◆ Instruction 1 ◆
In the mailing-list reply about the git bisect patch, how many revisions does the quoted output say are left to test after the first step?
◆ Instruction 2 ◆
Write out everything in the mailing-list reply from "SZEDER Gábor <szeder.dev@xxxxxxxxx>" down to "merge commits, e.g.".

Re: [PATCH] bisect: loosen halfway() check for a large number of commits

SZEDER Gábor <szeder.dev@xxxxxxxxx> · Thu, 22 Oct 2020 12:40:07 +0200

This is only RFC, but forgot to mark it as such in Subject: line,
sorry.

On Thu, Oct 22, 2020 at 12:38:06PM +0200, SZEDER Gábor wrote:
> 'git bisect start ...' and subsequent 'git bisect (good|bad)' commands
> can take quite a while when the given/remaining revision range between
> good and bad commits is big and contains a lot of merge commits, e.g.
> in git.git:
> 
>   $ git rev-list --count v1.6.0..v2.28.0
>   44284
>   $ time git bisect start v2.28.0 v1.6.0
>   Bisecting: 22141 revisions left to test after this (roughly 15 steps)
>   [e197c21807dacadc8305250baa0b9228819189d4] unable_to_lock_die(): rename function from unable_to_lock_index_die()

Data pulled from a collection

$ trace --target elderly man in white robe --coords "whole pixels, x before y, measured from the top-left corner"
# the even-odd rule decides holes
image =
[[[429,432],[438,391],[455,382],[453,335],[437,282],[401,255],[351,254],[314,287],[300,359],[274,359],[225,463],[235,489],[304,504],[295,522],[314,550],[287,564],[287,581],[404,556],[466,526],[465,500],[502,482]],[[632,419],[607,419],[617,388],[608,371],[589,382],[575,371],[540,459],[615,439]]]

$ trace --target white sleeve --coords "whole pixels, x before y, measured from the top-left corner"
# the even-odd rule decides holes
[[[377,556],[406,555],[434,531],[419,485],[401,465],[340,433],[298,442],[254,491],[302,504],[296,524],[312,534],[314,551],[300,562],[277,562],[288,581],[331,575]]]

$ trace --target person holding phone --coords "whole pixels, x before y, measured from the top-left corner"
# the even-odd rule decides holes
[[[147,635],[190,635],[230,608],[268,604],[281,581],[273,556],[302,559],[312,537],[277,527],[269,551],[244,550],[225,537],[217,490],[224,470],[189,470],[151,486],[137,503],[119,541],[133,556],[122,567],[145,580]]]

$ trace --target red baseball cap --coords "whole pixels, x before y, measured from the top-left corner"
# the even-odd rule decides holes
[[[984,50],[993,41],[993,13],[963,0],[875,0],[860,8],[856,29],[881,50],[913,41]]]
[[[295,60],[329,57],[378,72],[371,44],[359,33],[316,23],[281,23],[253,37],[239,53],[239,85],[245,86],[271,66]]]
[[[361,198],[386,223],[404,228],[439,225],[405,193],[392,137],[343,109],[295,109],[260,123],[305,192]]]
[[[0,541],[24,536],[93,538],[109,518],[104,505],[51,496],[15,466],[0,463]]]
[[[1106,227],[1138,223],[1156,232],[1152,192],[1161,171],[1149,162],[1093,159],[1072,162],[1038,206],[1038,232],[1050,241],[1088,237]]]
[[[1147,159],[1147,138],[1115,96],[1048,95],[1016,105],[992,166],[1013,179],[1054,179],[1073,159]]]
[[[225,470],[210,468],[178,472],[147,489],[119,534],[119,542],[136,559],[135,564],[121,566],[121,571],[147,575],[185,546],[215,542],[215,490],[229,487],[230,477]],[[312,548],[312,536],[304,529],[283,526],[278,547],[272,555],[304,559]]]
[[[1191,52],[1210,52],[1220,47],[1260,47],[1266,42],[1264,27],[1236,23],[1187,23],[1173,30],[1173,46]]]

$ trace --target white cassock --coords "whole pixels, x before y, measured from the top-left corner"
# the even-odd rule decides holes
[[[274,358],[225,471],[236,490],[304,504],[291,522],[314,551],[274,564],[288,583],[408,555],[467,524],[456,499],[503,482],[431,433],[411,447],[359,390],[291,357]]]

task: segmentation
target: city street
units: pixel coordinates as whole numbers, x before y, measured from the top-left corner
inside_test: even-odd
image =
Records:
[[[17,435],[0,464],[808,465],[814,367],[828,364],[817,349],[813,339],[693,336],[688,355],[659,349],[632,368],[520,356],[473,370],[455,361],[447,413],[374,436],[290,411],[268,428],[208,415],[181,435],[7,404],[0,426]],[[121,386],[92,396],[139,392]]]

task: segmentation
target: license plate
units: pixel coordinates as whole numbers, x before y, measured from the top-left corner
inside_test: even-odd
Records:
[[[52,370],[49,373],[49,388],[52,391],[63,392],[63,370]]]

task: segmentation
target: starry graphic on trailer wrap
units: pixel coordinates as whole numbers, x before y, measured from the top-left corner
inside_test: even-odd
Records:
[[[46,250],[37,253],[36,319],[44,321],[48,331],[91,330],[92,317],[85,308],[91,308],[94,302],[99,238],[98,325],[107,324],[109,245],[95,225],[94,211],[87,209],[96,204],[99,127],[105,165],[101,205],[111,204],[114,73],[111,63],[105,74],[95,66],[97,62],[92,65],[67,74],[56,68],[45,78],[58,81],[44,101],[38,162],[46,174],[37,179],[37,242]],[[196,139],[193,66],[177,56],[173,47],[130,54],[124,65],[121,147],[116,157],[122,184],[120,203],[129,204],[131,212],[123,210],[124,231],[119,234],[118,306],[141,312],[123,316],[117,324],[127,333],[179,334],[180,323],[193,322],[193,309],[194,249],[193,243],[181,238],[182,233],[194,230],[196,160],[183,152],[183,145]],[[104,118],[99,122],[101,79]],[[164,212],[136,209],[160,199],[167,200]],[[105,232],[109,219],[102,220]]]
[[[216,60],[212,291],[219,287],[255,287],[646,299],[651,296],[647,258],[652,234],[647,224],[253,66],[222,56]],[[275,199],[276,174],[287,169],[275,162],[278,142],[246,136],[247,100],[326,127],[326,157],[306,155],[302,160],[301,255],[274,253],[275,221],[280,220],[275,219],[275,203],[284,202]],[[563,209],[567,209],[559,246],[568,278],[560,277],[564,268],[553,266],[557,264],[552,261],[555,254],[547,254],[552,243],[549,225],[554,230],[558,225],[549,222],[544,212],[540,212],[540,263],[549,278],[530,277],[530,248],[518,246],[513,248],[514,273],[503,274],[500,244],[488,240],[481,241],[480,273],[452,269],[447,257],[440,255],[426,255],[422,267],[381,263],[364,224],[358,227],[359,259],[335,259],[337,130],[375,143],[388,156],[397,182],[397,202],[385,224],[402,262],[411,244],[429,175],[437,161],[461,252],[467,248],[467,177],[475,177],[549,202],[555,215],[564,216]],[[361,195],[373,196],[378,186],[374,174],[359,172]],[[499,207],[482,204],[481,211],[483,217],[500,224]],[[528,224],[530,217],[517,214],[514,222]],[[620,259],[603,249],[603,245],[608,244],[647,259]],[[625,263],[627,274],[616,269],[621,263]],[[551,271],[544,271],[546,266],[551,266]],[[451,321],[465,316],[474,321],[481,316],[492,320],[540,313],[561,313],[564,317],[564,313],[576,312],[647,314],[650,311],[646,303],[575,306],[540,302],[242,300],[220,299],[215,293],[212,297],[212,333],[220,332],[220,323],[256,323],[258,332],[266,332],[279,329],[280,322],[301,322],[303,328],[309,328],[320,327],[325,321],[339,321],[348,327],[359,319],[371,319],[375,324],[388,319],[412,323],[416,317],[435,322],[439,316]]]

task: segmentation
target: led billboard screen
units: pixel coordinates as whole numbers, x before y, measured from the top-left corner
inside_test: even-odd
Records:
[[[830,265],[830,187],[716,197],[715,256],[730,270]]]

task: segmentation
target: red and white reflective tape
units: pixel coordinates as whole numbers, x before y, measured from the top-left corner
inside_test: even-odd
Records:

◆ Task solution 1 ◆
22141 revisions (roughly 15 steps).

◆ Task solution 2 ◆
SZEDER Gábor <szeder.dev@xxxxxxxxx> · Thu, 22 Oct 2020 12:40:07 +0200

This is only RFC, but forgot to mark it as such in Subject: line,
sorry.

On Thu, Oct 22, 2020 at 12:38:06PM +0200, SZEDER Gábor wrote:
> 'git bisect start ...' and subsequent 'git bisect (good|bad)' commands
> can take quite a while when the given/remaining revision range between
> good and bad commits is big and contains a lot of merge commits, e.g.